What you should do - What lines in the following entries hold the word "Report"? Copy each one.

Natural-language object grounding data

__________________________________________________

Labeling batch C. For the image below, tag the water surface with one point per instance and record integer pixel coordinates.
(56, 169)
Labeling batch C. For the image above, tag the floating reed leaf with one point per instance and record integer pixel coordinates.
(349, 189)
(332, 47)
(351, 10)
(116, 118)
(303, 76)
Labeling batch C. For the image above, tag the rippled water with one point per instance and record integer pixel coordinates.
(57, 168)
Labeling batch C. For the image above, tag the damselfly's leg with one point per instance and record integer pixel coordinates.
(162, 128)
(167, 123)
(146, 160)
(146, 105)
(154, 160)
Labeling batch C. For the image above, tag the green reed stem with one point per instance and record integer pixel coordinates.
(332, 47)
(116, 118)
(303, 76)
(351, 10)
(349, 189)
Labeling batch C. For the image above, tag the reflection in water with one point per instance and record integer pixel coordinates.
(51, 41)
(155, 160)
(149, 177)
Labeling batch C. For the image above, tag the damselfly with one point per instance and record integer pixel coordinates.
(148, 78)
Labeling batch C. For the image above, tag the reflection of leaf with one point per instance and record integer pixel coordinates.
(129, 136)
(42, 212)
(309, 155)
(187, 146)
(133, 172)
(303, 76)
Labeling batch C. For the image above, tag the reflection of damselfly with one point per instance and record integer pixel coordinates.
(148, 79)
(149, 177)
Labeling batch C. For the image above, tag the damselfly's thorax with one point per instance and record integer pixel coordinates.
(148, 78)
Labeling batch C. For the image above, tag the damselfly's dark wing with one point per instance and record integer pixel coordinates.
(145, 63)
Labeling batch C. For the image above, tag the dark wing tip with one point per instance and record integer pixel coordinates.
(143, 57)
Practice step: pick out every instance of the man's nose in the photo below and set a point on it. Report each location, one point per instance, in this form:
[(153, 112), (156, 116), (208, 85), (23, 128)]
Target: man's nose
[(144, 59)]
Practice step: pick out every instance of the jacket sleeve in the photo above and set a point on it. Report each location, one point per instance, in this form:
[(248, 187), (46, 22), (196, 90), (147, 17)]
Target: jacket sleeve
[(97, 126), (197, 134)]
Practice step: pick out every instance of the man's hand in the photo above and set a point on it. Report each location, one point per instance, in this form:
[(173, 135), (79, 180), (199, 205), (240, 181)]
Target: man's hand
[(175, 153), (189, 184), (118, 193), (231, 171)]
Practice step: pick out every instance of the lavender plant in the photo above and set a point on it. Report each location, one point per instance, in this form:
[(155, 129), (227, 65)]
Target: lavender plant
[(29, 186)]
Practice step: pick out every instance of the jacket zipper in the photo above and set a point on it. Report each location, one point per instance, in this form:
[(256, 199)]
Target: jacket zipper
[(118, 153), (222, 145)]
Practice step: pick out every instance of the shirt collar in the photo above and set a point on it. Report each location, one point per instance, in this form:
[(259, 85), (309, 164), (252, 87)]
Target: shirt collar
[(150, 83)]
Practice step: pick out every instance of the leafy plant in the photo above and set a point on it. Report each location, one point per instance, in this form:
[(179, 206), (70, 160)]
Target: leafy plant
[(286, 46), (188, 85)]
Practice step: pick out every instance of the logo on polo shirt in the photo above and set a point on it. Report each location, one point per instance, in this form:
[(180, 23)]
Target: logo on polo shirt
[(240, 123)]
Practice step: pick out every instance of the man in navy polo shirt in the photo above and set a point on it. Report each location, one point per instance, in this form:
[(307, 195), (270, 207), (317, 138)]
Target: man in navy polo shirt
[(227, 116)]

__________________________________________________

Exercise answer -
Practice step: pick out every instance of the man's nose in the photo below and set a point on it. Report each location, one point per instance, in this form:
Practice step: pick out every instance of the jacket sleeve in the photo above and set a point on it. Report each location, one point per instance, in this form:
Practice step: pick out every instance of the man's hand in the photo above and set a point on it. Report each location, one point per instance, in this form:
Practice step: pick out every instance of the lavender plant in the photo above and set a point on it. Report each location, one point per instance, in this form:
Practice step: pick out every instance of the jacket zipper in the photo above and set a point on it. Report each location, one point per instance, in this form:
Practice step: pick out every instance of the shirt collar in the photo above and set a point on it. Report each location, one point per instance, in this form:
Practice step: pick out every instance of the leafy plant in the photo above and set a point on it. Report each location, one point per instance, in this form:
Practice step: pick out every instance of the logo on polo shirt in the photo above and set a point on it. Report each location, one point per instance, in this form:
Practice step: pick out every instance of the man in navy polo shirt in the photo above and set a point on it. Report each location, one point per instance, in this form:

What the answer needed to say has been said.